● Prompt: The line containing "Specified class: kitchen peninsula" and every line after it, through the last one below: output exactly these and nothing else.

● Records supplied:
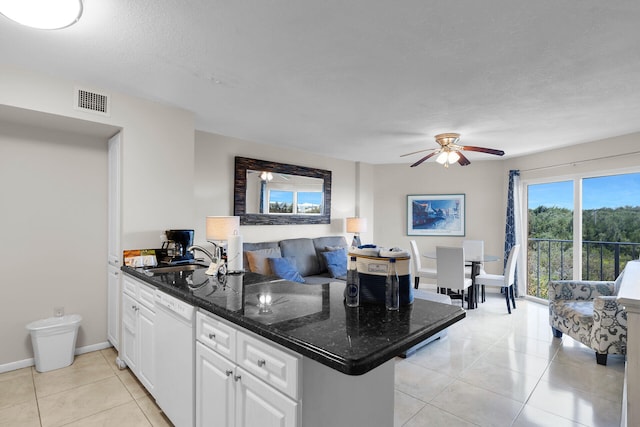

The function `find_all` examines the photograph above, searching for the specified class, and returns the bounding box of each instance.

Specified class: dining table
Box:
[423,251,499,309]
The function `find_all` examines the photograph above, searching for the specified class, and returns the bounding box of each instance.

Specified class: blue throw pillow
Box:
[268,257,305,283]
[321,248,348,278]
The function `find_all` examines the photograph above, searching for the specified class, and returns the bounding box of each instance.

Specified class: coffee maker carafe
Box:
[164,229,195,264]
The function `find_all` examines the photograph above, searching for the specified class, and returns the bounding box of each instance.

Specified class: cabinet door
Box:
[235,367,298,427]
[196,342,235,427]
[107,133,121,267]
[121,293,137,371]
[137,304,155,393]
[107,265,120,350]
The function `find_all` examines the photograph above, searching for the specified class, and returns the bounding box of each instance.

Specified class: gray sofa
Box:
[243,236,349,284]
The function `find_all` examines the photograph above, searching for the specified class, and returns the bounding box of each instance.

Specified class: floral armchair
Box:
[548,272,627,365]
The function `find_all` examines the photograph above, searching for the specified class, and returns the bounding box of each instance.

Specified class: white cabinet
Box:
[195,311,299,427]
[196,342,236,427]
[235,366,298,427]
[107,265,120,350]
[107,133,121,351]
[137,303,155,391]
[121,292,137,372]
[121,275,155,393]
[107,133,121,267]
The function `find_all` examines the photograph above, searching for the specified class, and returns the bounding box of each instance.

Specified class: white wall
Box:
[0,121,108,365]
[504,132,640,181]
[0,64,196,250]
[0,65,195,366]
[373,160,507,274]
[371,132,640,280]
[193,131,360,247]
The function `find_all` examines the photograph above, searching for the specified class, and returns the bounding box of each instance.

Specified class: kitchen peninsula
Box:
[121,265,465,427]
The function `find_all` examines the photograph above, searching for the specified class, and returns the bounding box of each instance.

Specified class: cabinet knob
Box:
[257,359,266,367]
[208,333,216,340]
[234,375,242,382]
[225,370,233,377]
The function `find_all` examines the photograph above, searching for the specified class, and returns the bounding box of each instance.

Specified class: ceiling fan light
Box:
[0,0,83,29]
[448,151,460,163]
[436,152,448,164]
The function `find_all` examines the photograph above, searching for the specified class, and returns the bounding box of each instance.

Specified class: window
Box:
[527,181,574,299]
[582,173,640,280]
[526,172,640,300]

● Response box:
Specified class: kitchen peninsula
Box:
[121,265,465,427]
The function `find_all` examines the photograph above, searching for the specified class, and returns the bounding box of each instance.

Specified class: cabinet knob
Box:
[257,359,266,367]
[208,333,216,340]
[234,375,242,382]
[225,370,233,377]
The function `find_all` examines the photograph above, searching for the specified class, and returns the bounding box of each instance.

Specified class: ceiling fan light
Box:
[0,0,83,29]
[448,151,460,163]
[436,152,448,164]
The function `find_all` examines the photograph above, searching for the specified class, and returns the bounding box of each instance.

Specified class: window
Box:
[527,181,574,299]
[582,173,640,280]
[526,172,640,300]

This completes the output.